▶ **WHAT IS EXPECTED**
Report every line of the entries that contains the word "fluorescent".

▶ **PROVIDED RECORDS**
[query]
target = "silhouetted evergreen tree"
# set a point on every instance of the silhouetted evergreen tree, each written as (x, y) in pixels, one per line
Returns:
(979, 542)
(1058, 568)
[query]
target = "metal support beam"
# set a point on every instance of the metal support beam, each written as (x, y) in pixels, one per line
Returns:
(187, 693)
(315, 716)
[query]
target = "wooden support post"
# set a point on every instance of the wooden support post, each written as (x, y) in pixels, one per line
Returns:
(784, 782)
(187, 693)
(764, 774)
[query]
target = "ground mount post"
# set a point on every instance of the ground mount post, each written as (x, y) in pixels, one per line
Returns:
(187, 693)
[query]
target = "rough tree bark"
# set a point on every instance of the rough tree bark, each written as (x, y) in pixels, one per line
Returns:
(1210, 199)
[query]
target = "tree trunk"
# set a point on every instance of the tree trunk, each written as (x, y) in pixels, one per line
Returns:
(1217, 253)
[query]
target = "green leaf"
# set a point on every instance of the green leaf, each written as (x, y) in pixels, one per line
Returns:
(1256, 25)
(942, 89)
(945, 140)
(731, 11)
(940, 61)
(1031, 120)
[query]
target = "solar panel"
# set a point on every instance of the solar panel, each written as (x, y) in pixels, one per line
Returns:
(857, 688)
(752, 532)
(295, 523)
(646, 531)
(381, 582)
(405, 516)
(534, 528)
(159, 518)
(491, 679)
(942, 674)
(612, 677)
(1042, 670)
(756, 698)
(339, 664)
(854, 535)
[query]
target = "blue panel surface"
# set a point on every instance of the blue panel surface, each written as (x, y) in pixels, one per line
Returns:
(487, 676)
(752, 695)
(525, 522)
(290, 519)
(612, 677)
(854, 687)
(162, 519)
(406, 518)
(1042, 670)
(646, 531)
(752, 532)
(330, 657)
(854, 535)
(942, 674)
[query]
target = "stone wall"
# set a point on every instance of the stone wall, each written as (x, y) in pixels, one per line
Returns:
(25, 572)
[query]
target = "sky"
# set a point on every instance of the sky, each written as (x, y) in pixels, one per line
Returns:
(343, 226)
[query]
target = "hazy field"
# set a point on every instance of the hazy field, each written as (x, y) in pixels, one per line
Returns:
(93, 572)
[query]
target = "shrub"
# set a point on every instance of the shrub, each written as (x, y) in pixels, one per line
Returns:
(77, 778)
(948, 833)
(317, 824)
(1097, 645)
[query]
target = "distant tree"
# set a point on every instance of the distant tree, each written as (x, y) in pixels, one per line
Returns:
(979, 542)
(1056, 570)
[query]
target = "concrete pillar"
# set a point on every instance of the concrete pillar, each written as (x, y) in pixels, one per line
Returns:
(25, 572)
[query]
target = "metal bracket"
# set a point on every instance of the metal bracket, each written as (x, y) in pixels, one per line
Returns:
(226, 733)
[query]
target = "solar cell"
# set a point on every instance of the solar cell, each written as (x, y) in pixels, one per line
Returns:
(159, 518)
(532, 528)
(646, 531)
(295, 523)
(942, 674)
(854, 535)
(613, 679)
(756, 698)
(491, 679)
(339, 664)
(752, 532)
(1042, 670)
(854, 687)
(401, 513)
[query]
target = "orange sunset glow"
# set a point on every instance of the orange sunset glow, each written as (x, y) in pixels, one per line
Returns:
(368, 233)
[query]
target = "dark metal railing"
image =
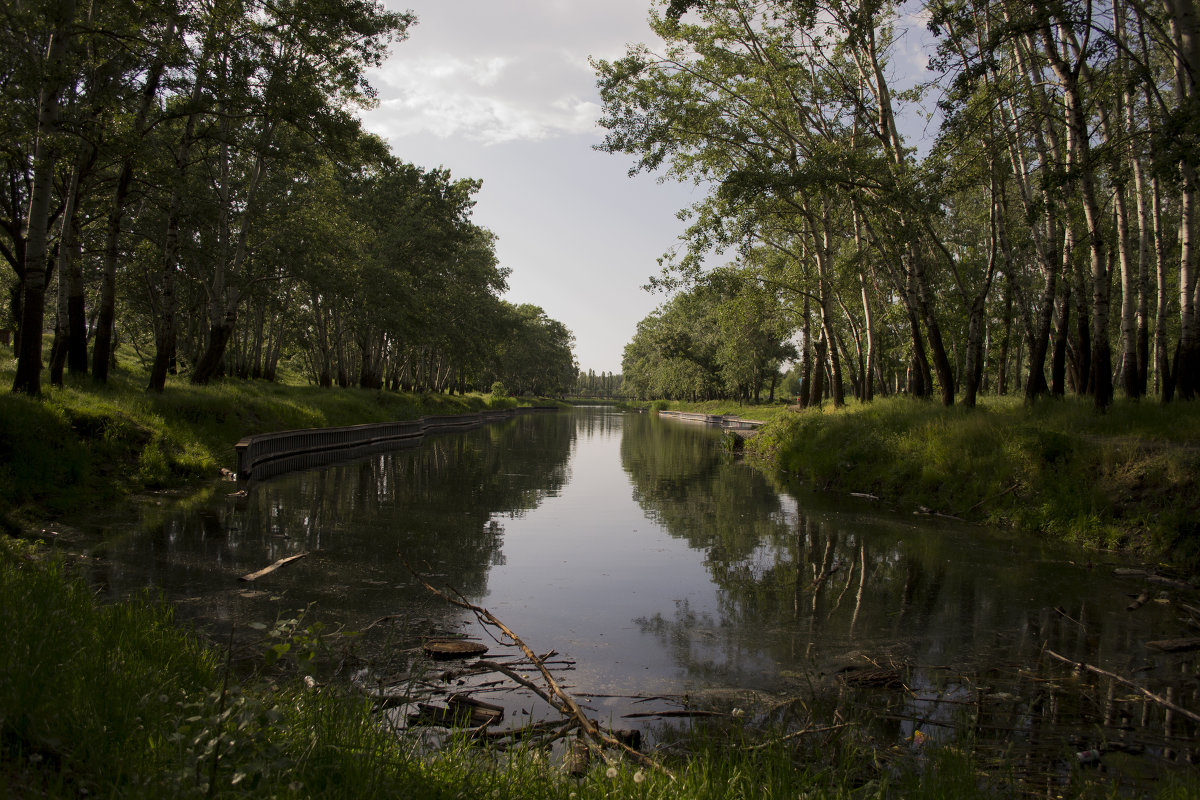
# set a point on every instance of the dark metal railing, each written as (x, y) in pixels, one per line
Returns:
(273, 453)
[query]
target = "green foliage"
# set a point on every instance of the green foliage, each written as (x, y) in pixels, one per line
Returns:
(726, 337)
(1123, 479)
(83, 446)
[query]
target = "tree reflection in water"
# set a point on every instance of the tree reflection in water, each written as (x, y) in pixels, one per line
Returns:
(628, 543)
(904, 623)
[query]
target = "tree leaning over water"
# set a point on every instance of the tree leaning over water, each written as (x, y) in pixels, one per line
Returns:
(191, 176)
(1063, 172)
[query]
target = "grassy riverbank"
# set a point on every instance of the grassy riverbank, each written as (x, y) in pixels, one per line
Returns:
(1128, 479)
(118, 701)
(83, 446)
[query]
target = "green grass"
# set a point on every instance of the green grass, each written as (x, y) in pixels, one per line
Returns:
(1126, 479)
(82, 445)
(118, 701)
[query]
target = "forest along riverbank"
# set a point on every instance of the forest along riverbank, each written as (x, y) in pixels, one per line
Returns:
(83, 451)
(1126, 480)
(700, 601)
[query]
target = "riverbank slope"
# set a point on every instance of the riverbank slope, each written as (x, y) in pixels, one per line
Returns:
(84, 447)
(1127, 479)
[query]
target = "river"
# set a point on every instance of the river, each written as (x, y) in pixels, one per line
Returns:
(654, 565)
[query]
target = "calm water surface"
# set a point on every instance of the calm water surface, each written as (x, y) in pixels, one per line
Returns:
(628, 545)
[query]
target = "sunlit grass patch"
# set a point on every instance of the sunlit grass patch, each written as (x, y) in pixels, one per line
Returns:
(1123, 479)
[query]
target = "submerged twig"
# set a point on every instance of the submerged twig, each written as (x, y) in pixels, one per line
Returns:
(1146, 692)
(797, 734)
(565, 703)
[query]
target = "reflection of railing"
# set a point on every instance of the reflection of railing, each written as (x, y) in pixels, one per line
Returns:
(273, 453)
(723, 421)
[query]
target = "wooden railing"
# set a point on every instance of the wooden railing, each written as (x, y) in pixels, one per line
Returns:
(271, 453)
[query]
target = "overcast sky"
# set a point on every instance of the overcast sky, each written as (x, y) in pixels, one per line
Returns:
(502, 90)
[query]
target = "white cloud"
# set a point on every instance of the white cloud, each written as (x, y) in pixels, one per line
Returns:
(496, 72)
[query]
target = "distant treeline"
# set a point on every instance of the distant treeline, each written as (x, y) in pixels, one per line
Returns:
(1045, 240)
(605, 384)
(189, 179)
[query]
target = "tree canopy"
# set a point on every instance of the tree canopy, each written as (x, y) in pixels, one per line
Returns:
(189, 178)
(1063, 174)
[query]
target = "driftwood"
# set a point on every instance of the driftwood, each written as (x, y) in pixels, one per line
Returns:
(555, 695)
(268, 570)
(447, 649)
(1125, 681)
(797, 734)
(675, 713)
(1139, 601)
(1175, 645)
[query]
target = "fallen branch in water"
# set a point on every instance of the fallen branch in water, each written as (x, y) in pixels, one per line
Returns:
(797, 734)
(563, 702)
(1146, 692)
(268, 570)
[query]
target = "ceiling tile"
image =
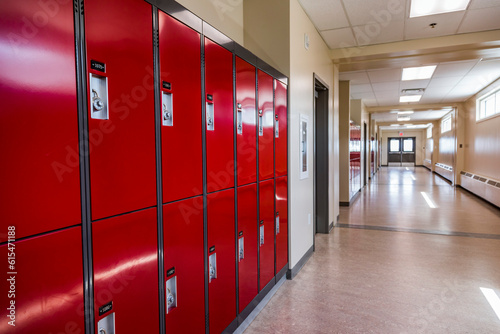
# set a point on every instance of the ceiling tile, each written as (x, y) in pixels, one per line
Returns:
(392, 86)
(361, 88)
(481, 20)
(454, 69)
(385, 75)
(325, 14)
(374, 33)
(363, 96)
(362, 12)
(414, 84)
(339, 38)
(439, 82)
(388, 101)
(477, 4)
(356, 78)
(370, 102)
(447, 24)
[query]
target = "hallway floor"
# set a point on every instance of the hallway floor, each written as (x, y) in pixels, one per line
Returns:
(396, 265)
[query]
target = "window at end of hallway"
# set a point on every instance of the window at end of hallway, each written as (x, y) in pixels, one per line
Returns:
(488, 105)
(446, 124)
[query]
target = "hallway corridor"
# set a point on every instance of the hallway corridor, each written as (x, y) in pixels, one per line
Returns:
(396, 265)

* * *

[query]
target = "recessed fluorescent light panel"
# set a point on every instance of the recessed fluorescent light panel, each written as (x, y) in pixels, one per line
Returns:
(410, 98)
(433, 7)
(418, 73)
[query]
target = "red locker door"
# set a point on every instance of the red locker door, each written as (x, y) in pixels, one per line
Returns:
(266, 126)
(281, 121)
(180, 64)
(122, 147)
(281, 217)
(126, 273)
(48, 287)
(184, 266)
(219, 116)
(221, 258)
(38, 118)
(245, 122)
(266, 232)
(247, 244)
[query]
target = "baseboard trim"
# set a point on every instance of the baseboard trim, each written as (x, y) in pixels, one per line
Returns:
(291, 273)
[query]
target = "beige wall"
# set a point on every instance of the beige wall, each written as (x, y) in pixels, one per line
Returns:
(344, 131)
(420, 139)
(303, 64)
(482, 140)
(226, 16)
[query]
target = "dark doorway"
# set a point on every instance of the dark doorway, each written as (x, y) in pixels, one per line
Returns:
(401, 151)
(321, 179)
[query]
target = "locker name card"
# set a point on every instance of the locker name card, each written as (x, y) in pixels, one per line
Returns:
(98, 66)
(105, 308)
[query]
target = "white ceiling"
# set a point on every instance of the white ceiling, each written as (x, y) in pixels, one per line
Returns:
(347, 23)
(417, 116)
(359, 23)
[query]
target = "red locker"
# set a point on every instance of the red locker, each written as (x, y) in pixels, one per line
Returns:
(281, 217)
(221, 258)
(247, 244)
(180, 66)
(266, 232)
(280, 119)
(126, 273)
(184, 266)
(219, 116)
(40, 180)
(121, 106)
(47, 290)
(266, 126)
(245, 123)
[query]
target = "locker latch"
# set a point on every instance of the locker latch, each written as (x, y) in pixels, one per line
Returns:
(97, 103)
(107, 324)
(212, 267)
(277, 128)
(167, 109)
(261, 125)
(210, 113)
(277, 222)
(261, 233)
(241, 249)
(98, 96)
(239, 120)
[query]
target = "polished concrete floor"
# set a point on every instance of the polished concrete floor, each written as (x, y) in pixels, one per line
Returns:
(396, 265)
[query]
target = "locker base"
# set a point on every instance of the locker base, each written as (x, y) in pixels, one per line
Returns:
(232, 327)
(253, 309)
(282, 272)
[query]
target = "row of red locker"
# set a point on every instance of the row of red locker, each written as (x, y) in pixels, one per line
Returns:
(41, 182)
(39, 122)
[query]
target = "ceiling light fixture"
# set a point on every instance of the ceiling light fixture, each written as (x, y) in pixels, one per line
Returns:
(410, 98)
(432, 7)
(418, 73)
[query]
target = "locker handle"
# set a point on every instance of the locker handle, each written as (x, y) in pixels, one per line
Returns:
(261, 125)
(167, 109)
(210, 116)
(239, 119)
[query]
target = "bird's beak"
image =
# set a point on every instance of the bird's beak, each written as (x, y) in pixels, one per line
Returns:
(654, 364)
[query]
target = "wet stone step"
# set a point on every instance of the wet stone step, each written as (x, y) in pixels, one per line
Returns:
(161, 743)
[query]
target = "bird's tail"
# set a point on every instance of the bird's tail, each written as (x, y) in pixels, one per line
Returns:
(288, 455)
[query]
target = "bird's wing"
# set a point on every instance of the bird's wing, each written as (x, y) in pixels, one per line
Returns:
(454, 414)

▶ **ANSWER SPACE**
target = "recessed fluorescent light panel"
# set a point on every instance of the recessed fluorescent light panel, each written as (x, y) in pixels, one per line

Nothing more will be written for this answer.